Entries provided —
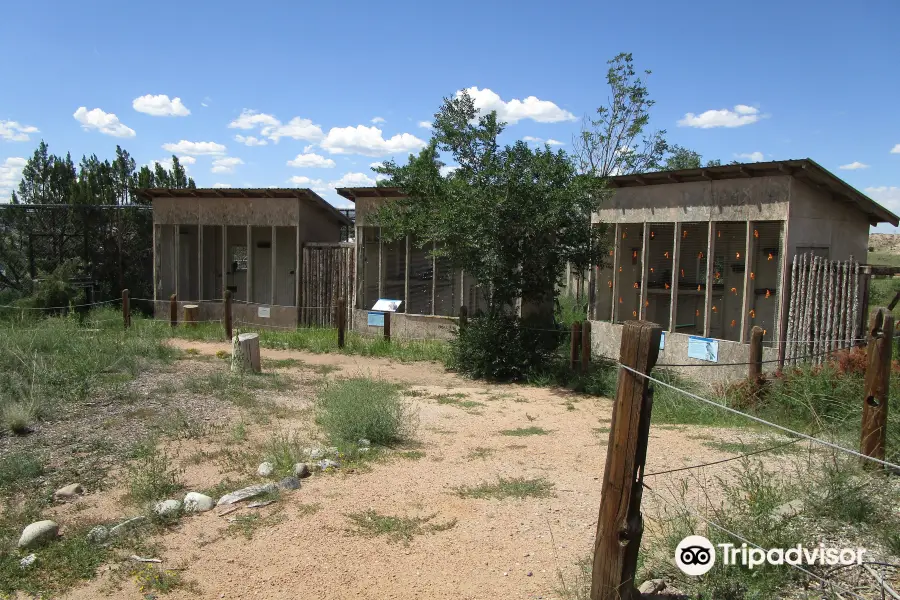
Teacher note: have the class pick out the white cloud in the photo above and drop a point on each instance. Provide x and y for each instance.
(195, 148)
(542, 111)
(741, 115)
(315, 161)
(13, 131)
(160, 106)
(368, 141)
(226, 164)
(10, 174)
(272, 128)
(104, 122)
(352, 180)
(250, 140)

Exercise — Copy the data word for word. Pictures do not go in the copy.

Response below —
Teacher note: have the class pick out the white cloud in the photo above and drop a point on each instance. Provide x and y for each instance.
(195, 148)
(542, 111)
(741, 115)
(315, 161)
(13, 131)
(160, 106)
(368, 141)
(226, 164)
(10, 174)
(272, 128)
(104, 122)
(352, 180)
(250, 140)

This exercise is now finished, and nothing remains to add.